* _Exercise data_
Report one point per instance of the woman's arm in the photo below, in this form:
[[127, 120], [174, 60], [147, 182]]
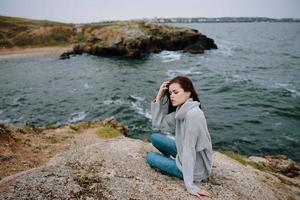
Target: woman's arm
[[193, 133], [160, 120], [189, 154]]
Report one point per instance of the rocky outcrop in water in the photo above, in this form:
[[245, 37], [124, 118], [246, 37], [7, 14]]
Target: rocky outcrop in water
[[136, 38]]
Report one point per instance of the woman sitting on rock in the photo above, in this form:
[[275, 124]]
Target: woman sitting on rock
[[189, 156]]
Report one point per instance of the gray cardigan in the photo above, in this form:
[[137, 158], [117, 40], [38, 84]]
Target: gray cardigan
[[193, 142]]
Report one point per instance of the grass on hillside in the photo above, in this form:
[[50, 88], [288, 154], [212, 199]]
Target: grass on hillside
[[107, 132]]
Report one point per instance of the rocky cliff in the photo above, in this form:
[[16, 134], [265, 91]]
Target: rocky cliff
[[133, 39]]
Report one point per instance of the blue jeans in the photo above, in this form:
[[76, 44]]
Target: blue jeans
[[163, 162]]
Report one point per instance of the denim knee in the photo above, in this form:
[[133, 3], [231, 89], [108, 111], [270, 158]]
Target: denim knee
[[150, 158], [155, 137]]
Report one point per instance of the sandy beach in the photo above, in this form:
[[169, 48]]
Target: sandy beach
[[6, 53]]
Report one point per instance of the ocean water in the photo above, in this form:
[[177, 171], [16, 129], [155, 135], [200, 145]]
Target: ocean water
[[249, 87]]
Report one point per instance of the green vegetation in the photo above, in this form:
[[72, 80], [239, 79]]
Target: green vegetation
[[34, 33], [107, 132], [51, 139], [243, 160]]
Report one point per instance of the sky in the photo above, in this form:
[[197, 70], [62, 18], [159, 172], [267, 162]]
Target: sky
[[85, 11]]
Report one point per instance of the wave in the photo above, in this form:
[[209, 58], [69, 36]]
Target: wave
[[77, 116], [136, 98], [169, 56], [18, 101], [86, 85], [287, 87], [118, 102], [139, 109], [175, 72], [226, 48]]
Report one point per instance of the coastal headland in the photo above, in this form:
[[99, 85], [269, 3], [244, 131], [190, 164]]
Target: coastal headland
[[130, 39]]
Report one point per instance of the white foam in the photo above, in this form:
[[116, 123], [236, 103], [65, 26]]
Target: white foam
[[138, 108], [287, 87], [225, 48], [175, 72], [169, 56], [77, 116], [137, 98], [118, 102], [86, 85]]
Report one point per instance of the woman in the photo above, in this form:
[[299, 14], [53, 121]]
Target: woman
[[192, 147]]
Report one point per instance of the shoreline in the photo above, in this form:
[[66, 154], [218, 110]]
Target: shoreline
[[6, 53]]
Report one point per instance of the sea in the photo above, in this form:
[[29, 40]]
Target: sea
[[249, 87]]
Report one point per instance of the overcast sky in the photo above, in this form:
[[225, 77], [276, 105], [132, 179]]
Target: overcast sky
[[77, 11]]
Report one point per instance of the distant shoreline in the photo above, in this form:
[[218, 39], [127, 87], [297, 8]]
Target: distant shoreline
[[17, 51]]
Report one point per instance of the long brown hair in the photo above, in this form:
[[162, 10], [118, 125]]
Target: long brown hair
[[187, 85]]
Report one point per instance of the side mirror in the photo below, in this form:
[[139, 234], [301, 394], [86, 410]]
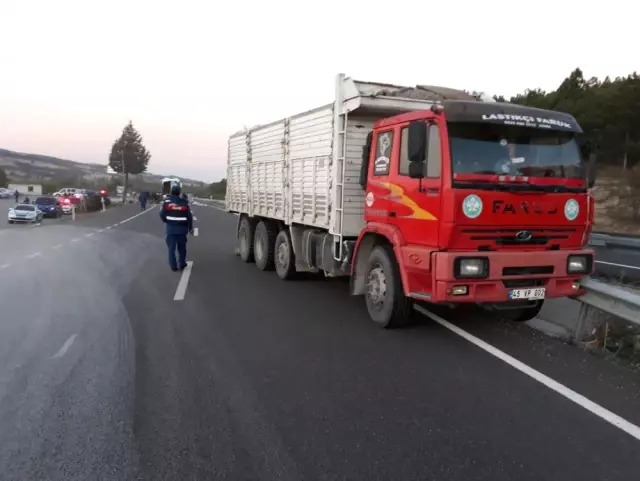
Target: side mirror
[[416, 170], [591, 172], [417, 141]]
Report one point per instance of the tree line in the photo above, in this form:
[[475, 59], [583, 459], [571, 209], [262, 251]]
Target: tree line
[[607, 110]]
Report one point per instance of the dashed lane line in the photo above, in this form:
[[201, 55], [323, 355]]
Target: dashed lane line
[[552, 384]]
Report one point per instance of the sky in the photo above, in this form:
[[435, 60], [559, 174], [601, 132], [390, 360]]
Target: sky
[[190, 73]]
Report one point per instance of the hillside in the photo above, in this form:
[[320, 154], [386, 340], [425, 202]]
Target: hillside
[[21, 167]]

* _What the task asks_
The reply should hold only the lines from the first line of the records above through the line containing "Report one point per instance of the rocky outcrop", copied exactly and without pictures.

* _Answer to this task_
Report one point per instance of the woman's arm in the photo below, in this form:
[[127, 120], [174, 60], [147, 182]]
Target: woman's arm
[[193, 133], [160, 120], [189, 154]]
Report one point per instance of the rocky outcrop in water in the photo above, in this form:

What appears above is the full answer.